Point localization data
========================

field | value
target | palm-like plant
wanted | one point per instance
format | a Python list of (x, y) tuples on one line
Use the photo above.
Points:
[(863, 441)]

========================

Problem details
Copy all of the data above, character for character.

Answer box
field | value
target | palm-like plant
wanted | one point per instance
format | a Python list of (x, y) tuples on one line
Use the photo above.
Points:
[(863, 441)]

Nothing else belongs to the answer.